> _PROBLEM_
Arrange all of the material below as a Markdown table with two columns: Index holds the running row number and Entry holds each line. Skip blank lines and leave the pictures out.
□ □ □ □ □
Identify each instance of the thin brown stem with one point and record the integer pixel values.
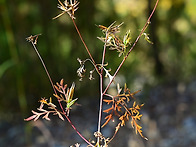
(142, 31)
(81, 38)
(101, 89)
(45, 68)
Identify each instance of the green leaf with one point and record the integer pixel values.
(71, 103)
(4, 66)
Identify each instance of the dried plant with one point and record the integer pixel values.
(122, 106)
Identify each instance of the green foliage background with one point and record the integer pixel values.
(172, 57)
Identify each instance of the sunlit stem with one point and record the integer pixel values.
(142, 31)
(101, 89)
(58, 99)
(93, 61)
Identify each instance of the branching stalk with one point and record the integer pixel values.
(45, 68)
(144, 28)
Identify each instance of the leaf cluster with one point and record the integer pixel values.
(112, 40)
(65, 95)
(121, 109)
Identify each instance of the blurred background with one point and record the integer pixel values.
(164, 71)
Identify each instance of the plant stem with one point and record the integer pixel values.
(101, 89)
(143, 29)
(84, 44)
(45, 68)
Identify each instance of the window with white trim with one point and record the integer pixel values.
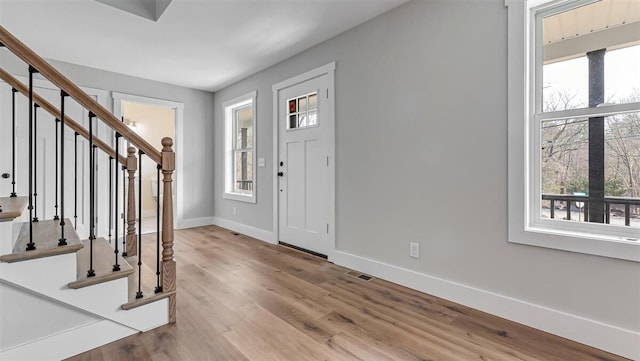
(580, 136)
(240, 155)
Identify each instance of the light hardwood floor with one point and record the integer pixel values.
(242, 299)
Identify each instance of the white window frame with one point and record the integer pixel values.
(229, 108)
(524, 73)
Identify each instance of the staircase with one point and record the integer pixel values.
(64, 288)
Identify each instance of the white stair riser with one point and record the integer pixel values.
(27, 317)
(69, 343)
(104, 299)
(6, 237)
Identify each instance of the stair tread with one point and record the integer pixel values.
(103, 260)
(46, 234)
(12, 207)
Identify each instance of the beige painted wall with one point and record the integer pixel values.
(153, 123)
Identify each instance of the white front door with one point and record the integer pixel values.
(302, 165)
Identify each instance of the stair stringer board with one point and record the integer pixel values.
(69, 343)
(50, 276)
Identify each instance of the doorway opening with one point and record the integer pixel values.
(151, 122)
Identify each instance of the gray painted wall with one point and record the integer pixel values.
(198, 123)
(421, 155)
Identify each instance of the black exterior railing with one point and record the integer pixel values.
(567, 201)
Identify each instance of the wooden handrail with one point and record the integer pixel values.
(51, 109)
(54, 76)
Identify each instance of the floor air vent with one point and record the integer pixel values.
(360, 275)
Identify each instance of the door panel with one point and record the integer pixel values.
(303, 149)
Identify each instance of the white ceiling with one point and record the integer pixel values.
(202, 44)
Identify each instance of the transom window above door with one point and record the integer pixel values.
(302, 111)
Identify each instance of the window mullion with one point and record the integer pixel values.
(601, 111)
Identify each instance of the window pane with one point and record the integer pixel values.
(293, 121)
(565, 85)
(565, 156)
(302, 120)
(313, 117)
(243, 171)
(302, 104)
(565, 169)
(570, 38)
(622, 164)
(313, 101)
(244, 128)
(622, 75)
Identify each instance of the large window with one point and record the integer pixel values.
(240, 122)
(581, 132)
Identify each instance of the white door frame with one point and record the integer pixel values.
(329, 70)
(118, 106)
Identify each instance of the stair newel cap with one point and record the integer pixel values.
(168, 156)
(132, 165)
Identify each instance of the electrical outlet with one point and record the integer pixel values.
(414, 250)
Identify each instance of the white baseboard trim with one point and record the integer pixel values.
(257, 233)
(69, 343)
(194, 222)
(589, 332)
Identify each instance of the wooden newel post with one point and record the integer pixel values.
(132, 238)
(168, 263)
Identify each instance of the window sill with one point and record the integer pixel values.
(612, 247)
(242, 197)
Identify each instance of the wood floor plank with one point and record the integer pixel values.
(242, 299)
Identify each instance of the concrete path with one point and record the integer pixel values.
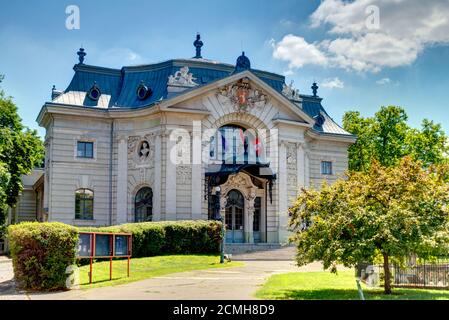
□ □ □ □ □
> _FINISHED EXERCISE_
| Index | Entry |
|---|---|
| 1 | Identify each instance of the thin brown stem with one point and record the integer pixel values. |
| 2 | (142, 31) |
| 3 | (81, 38) |
| 4 | (101, 89) |
| 5 | (45, 68) |
| 6 | Identify each instance of the green leaf with one point and record the integer pixel values. |
| 7 | (71, 103) |
| 8 | (4, 66) |
| 9 | Identify each instance of the dried plant with one point and record the integer pixel values. |
| 10 | (122, 106) |
| 11 | Identify each instance of the green foliage background with one point and record the integer pixel values. |
| 12 | (172, 57) |
| 13 | Identify each instance of the sunlit stem with one point and record the integer pixel values. |
| 14 | (142, 31) |
| 15 | (101, 89) |
| 16 | (58, 99) |
| 17 | (93, 61) |
| 18 | Identify each instance of the branching stalk with one point and record the integer pixel values. |
| 19 | (45, 68) |
| 20 | (144, 28) |
| 21 | Identify each instance of the leaf cluster with one point and record the integer pixel values. |
| 22 | (112, 40) |
| 23 | (65, 95) |
| 24 | (121, 109) |
| 25 | Identify each instance of the blurred background with one point and record the integer pixel values. |
| 26 | (164, 71) |
| 27 | Identify each instance of the plant stem with one point and record the integer pixel values. |
| 28 | (101, 89) |
| 29 | (143, 29) |
| 30 | (84, 44) |
| 31 | (45, 68) |
| 32 | Identify each instance of the window with white trim with one point and record the integer pixel values. |
| 33 | (580, 136) |
| 34 | (240, 155) |
| 35 | Identify each instance of the light hardwood floor with one point and record the integer pixel values. |
| 36 | (242, 299) |
| 37 | Identify each instance of the white window frame with one point and record the integer pixel values. |
| 38 | (229, 108) |
| 39 | (524, 73) |
| 40 | Identify each instance of the staircase with one point and record the integer pixel values. |
| 41 | (64, 288) |
| 42 | Identify each instance of the white stair riser with one point and record the integer pixel values. |
| 43 | (27, 317) |
| 44 | (69, 343) |
| 45 | (104, 299) |
| 46 | (6, 237) |
| 47 | Identify each instance of the stair tread with one point and record the integer pixel values. |
| 48 | (103, 260) |
| 49 | (46, 234) |
| 50 | (12, 207) |
| 51 | Identify each instance of the beige painted wall with one point and record the integer pixel values. |
| 52 | (153, 123) |
| 53 | Identify each instance of the white front door with one point and record the integer pixel values. |
| 54 | (302, 165) |
| 55 | Identify each instance of the stair stringer board with one point and record the integer pixel values. |
| 56 | (69, 343) |
| 57 | (50, 276) |
| 58 | Identify each instance of the doorway opening with one point and record the integer pixel values. |
| 59 | (151, 122) |
| 60 | Identify each instance of the gray painted wall with one point and record the integer pixel values. |
| 61 | (198, 123) |
| 62 | (421, 155) |
| 63 | Identify each instance of the black exterior railing with one point and record the integer pixel values. |
| 64 | (567, 201) |
| 65 | Identify each instance of the wooden handrail with one point and record the integer pixel values. |
| 66 | (51, 109) |
| 67 | (54, 76) |
| 68 | Identify each instance of the floor air vent with one point and record the integer pixel values. |
| 69 | (360, 275) |
| 70 | Identify each instance of the door panel with one point and record the integer pixel values. |
| 71 | (303, 149) |
| 72 | Identify each instance of the white ceiling with one point and record the integer pixel values. |
| 73 | (202, 44) |
| 74 | Identify each instance of the transom window above door with one point and record the integer pixel values. |
| 75 | (302, 111) |
| 76 | Identify each instance of the window mullion with one point and record the integer pixel values. |
| 77 | (601, 111) |
| 78 | Identify each instance of the window pane with one point and record the integer pixel values. |
| 79 | (293, 121) |
| 80 | (565, 85) |
| 81 | (565, 156) |
| 82 | (302, 120) |
| 83 | (313, 117) |
| 84 | (243, 171) |
| 85 | (302, 104) |
| 86 | (565, 169) |
| 87 | (570, 38) |
| 88 | (622, 164) |
| 89 | (313, 101) |
| 90 | (244, 128) |
| 91 | (622, 75) |
| 92 | Identify each instance of the large window with one point and record the integer pixel values. |
| 93 | (240, 122) |
| 94 | (581, 132) |
| 95 | Identify each instance of the white door frame with one point and record the integer pixel values. |
| 96 | (329, 70) |
| 97 | (118, 106) |
| 98 | Identify each instance of the stair newel cap with one point and record the integer pixel values. |
| 99 | (168, 156) |
| 100 | (132, 165) |
| 101 | Identify each instance of the electrical outlet with one point and record the integer pixel values. |
| 102 | (414, 250) |
| 103 | Identify each instance of the white baseboard trim with one point and record the integer pixel values. |
| 104 | (257, 233) |
| 105 | (69, 343) |
| 106 | (194, 222) |
| 107 | (589, 332) |
| 108 | Identify each instance of the wooden newel post with one point and record the integer pixel values. |
| 109 | (132, 238) |
| 110 | (168, 263) |
| 111 | Identify each instance of the window sill with one point and record the integer pixel values. |
| 112 | (612, 247) |
| 113 | (242, 197) |
| 114 | Identify each instance of the wood floor plank with one point and record the integer pixel values. |
| 115 | (242, 299) |
| 116 | Identify each instance of the concrete path with one point and record the integer pixel values. |